(Referring expression pointing data)
··········

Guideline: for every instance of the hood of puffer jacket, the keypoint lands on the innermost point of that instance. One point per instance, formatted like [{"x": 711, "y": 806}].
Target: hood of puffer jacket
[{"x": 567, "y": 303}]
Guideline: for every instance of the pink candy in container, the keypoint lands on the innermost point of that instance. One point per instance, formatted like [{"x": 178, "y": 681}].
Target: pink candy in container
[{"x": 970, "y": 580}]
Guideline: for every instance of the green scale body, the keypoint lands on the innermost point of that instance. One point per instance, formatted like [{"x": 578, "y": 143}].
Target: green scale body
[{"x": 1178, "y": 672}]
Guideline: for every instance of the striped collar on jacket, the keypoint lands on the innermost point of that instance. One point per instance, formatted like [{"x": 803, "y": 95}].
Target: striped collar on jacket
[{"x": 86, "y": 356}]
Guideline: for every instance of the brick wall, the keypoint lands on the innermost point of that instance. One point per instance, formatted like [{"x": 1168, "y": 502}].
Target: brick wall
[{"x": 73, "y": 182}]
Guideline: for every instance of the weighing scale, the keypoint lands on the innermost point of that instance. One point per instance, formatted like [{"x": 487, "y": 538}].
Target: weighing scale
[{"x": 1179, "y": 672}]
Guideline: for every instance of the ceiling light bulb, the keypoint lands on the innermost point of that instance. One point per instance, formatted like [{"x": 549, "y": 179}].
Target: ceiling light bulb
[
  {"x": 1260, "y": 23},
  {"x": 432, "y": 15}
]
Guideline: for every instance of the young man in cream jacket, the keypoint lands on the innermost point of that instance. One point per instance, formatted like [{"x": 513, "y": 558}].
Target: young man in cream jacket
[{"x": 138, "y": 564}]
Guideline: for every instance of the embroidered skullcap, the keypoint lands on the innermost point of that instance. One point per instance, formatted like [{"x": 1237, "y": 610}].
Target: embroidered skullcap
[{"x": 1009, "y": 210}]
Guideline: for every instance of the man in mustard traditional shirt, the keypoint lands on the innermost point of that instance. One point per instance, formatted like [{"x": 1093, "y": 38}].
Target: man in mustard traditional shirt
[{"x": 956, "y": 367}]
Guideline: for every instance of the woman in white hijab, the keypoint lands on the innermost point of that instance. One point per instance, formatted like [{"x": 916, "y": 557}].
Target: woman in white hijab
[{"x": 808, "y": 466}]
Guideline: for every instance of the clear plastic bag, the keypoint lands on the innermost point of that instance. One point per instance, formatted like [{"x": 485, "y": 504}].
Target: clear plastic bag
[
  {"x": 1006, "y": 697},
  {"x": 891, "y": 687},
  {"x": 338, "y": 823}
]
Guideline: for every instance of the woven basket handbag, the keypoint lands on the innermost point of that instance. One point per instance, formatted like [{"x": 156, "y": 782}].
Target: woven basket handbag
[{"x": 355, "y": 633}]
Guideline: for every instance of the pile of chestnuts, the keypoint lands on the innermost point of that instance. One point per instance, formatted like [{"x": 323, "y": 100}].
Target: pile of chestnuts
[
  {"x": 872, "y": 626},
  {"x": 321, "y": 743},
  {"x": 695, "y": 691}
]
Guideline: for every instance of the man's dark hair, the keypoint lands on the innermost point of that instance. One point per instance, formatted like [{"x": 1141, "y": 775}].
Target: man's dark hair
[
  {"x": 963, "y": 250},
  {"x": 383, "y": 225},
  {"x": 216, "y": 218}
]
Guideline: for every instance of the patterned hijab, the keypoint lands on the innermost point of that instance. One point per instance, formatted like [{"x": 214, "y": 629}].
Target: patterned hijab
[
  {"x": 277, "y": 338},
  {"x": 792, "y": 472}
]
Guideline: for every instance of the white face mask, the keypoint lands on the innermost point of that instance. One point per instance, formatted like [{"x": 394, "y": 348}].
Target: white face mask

··········

Activity: When you reach the line with "Target: striped collar on jacket" in the records above, start writing out lines exactly, and stop once the line with "Guideline: for every instance of the ceiling" has been written; include nothing else.

Written solution:
Target: striped collar on jacket
[{"x": 86, "y": 356}]
Guideline: for every instance of the brick wall, the keypoint lands on the innermost point of that instance. One point per instance, formatted like [{"x": 1168, "y": 502}].
Target: brick wall
[{"x": 73, "y": 182}]
Guideline: for every instance of the weighing scale, the keypoint lands on the innermost point of that instance. One point per instance, formatted like [{"x": 487, "y": 538}].
Target: weighing scale
[{"x": 1179, "y": 672}]
Guideline: for every instance of the ceiling light bulb, the keypoint lands on the innermost point of that instance. One point per instance, formatted like [{"x": 549, "y": 179}].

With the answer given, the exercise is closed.